───── DATASET RECORDS

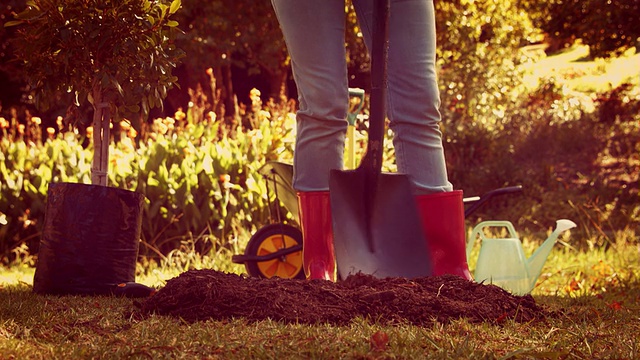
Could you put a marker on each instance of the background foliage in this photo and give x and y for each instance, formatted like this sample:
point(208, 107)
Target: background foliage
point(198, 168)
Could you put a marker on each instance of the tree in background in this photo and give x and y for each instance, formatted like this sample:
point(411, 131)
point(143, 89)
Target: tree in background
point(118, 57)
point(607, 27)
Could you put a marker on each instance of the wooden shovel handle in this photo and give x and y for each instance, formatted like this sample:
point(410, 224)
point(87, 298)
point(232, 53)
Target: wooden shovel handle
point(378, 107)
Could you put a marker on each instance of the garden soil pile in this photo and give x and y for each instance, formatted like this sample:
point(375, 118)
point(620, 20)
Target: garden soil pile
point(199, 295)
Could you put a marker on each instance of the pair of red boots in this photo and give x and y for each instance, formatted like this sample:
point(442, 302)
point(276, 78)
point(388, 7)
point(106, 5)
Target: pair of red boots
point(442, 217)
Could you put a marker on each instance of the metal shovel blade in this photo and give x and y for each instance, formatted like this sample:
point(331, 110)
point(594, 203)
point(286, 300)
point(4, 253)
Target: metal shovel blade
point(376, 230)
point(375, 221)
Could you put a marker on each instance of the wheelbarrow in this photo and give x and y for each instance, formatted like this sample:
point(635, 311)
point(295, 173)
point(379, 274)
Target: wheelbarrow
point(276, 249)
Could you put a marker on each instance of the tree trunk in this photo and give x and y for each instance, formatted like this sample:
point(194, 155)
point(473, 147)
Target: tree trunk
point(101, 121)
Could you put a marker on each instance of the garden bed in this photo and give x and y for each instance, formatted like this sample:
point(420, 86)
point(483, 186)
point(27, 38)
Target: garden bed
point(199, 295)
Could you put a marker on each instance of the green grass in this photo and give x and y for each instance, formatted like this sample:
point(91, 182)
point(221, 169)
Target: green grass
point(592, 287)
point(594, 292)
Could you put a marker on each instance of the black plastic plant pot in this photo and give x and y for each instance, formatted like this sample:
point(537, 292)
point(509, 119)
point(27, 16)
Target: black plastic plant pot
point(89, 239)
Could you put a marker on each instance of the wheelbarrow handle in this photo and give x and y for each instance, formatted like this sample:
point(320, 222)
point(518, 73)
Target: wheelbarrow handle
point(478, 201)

──────────
───── DATASET RECORDS

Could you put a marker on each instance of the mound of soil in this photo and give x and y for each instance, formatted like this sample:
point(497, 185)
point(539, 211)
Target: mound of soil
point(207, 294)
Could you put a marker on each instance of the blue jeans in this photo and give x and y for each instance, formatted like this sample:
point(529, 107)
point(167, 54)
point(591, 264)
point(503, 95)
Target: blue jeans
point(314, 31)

──────────

◆ WHAT TO PRODUCE: Recast the data above, from the line containing "the garden bed" through the line containing "point(594, 292)", as a JSON list of strings with one string per line and blank lines omitted.

◆ TASK RESULT:
[
  "Could you put a marker on each instance of the garden bed in this photo and give x and y for each instance, formatted like this sample:",
  "point(420, 86)",
  "point(483, 186)",
  "point(27, 38)",
  "Target: garden bed",
  "point(199, 295)",
  "Could you put a marker on each instance of the green grass in this photo and give x and y for each instance, formatted like this sample:",
  "point(91, 182)",
  "point(221, 169)",
  "Target: green grass",
  "point(592, 287)",
  "point(594, 292)"
]